[Directions for this task] Rewrite the records from the line with "the desert sand" up to and including the line with "point(206, 271)", multiplying each coordinate in the answers by 1.15 and rounding to whole numbers, with halves rounded up. Keep the requests, including their format samples, unchanged.

[Rows]
►

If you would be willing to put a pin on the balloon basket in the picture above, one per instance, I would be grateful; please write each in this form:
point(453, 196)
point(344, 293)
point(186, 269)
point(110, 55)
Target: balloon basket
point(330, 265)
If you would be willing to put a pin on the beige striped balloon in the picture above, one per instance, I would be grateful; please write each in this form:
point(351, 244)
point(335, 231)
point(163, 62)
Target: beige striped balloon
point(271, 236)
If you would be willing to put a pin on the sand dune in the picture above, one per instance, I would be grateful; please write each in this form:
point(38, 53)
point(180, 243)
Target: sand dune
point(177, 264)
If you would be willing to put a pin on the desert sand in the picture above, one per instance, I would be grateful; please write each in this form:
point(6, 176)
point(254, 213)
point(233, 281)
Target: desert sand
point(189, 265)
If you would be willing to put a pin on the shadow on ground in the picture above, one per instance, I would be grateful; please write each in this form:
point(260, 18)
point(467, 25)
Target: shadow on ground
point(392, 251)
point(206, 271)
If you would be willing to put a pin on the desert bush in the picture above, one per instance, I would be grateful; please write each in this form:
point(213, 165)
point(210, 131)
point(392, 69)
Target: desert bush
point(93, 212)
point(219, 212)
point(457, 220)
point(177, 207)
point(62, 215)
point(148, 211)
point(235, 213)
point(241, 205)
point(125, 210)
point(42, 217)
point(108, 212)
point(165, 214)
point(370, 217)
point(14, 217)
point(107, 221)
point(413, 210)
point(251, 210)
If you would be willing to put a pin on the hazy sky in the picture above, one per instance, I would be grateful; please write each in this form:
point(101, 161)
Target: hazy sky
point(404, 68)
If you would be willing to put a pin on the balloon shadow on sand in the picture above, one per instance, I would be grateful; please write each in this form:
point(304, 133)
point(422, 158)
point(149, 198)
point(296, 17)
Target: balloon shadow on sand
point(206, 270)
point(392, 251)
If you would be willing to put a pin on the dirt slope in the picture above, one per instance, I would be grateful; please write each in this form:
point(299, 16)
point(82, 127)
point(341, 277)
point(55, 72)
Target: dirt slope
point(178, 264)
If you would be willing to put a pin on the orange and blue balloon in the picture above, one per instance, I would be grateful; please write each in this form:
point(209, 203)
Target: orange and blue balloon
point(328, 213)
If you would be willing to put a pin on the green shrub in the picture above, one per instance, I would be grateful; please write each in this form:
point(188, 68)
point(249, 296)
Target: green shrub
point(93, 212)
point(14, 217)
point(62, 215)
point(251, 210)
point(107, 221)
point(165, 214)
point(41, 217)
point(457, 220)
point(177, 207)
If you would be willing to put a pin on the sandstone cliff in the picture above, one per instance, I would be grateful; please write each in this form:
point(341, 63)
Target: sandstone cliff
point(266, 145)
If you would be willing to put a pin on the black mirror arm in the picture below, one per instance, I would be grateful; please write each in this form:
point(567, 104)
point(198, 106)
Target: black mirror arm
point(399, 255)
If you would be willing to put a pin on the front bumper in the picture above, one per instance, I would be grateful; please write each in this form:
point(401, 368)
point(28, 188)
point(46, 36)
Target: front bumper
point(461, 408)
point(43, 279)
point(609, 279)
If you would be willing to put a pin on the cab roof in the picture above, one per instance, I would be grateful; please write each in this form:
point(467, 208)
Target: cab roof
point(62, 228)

◄

[Output of the exercise]
If you would be willing to put a pin on the desert sand in the picture above, one per instance, I would be grateful; please write each in this form:
point(6, 176)
point(254, 213)
point(233, 281)
Target: desert sand
point(217, 305)
If you would be willing to put a pin on the shadow on ground in the picture above, one per instance, I would be grateful; please write each in this form:
point(260, 18)
point(467, 25)
Target: shadow on ground
point(451, 289)
point(237, 312)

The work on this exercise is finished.